Start of SUPPLIED RECORDS
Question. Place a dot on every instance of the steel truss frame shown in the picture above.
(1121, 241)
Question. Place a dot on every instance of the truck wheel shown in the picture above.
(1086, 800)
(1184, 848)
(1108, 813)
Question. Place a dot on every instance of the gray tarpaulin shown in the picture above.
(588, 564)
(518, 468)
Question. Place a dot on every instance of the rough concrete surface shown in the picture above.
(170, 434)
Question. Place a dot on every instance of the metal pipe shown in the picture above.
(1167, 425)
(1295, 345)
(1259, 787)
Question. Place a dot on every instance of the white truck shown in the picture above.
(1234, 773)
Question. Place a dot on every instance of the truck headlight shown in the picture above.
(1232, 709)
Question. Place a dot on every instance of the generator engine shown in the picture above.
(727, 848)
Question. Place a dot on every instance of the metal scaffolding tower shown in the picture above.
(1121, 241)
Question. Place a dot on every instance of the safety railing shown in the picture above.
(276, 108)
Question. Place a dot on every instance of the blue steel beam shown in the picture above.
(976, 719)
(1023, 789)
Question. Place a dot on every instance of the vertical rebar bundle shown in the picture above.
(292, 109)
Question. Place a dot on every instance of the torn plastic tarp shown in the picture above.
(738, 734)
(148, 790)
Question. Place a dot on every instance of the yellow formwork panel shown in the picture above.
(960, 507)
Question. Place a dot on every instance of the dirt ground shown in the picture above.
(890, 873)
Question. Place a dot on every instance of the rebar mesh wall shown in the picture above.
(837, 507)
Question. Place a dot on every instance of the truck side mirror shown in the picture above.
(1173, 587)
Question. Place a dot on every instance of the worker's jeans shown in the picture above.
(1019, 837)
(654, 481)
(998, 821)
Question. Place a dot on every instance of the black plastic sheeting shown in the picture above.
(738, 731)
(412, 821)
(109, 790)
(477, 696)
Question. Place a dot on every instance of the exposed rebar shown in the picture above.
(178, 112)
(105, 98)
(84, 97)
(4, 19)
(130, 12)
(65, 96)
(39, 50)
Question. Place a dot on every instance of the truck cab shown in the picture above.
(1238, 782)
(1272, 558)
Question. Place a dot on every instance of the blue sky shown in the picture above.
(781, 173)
End of SUPPLIED RECORDS
Start of SUPPLIED RECORDS
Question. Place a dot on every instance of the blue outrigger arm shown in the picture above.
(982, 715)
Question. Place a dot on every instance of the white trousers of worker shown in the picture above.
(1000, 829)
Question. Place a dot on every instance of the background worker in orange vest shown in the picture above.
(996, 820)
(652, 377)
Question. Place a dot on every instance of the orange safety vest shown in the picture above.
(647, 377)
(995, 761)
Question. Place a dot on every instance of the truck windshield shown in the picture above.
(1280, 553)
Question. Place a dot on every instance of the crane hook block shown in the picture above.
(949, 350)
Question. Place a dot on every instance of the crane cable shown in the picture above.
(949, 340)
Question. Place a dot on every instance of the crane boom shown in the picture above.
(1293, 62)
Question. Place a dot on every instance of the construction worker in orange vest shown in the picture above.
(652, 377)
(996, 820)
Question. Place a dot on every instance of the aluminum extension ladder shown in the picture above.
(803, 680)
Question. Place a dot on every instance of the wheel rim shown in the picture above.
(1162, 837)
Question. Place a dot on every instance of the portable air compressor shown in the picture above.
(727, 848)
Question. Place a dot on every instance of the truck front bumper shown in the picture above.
End of SUPPLIED RECORDS
Convert the records above, starting at the line that contains "Question. Place a dot on every instance of the truck wheel" and ending at the line that contains "(1272, 558)", into a Markdown table. Use the columns Row and Text, with a row number in Row and one line in Text, and leave out blank lines.

→ TASK ANSWER:
| Row | Text |
|---|---|
| 1 | Question. Place a dot on every instance of the truck wheel shown in the picture above. |
| 2 | (1086, 800) |
| 3 | (1184, 848) |
| 4 | (1108, 813) |
| 5 | Question. Place a dot on every instance of the gray tarpaulin shown in the picture above. |
| 6 | (588, 564) |
| 7 | (518, 468) |
| 8 | Question. Place a dot on every instance of the rough concrete surface shown in the picture above. |
| 9 | (170, 434) |
| 10 | Question. Place a dot on every instance of the metal pipe shown in the picture above. |
| 11 | (1167, 425) |
| 12 | (1295, 345) |
| 13 | (1259, 787) |
| 14 | Question. Place a dot on every instance of the white truck shown in the picture above. |
| 15 | (1234, 773) |
| 16 | Question. Place a dot on every instance of the truck headlight shown in the picture above. |
| 17 | (1232, 709) |
| 18 | Question. Place a dot on every instance of the generator engine shown in the picture above. |
| 19 | (727, 848) |
| 20 | Question. Place a dot on every instance of the metal scaffolding tower shown in the picture above. |
| 21 | (1121, 241) |
| 22 | Question. Place a dot on every instance of the safety railing shown in the picture above. |
| 23 | (276, 108) |
| 24 | Question. Place a dot on every instance of the blue steel beam shown in the picture above. |
| 25 | (976, 719) |
| 26 | (1023, 789) |
| 27 | Question. Place a dot on every instance of the vertical rebar bundle shown in the picture above. |
| 28 | (292, 109) |
| 29 | Question. Place a dot on every instance of the torn plastic tarp shown in the picture above. |
| 30 | (738, 734) |
| 31 | (148, 790) |
| 32 | Question. Place a dot on every instance of the yellow formwork panel shown in the picture above. |
| 33 | (960, 507) |
| 34 | Question. Place a dot on every instance of the dirt ground shown in the picture above. |
| 35 | (890, 873) |
| 36 | Question. Place a dot on every instance of the rebar mesh wall shown in the picture above. |
| 37 | (837, 507) |
| 38 | Question. Place a dot on every instance of the truck side mirror shown in the picture above. |
| 39 | (1173, 587) |
| 40 | Question. Place a dot on every instance of the worker's jeans shown in the picture above. |
| 41 | (1019, 837) |
| 42 | (654, 481) |
| 43 | (998, 821) |
| 44 | Question. Place a dot on every instance of the black plastic sheeting shown in the picture above. |
| 45 | (738, 731) |
| 46 | (412, 821) |
| 47 | (109, 790) |
| 48 | (477, 696) |
| 49 | Question. Place a dot on every instance of the exposed rebar shown in the picture above. |
| 50 | (178, 112) |
| 51 | (105, 98) |
| 52 | (84, 97) |
| 53 | (4, 19) |
| 54 | (130, 12) |
| 55 | (65, 96) |
| 56 | (39, 50) |
| 57 | Question. Place a dot on every instance of the truck cab shown in the picture above. |
| 58 | (1238, 782) |
| 59 | (1272, 558) |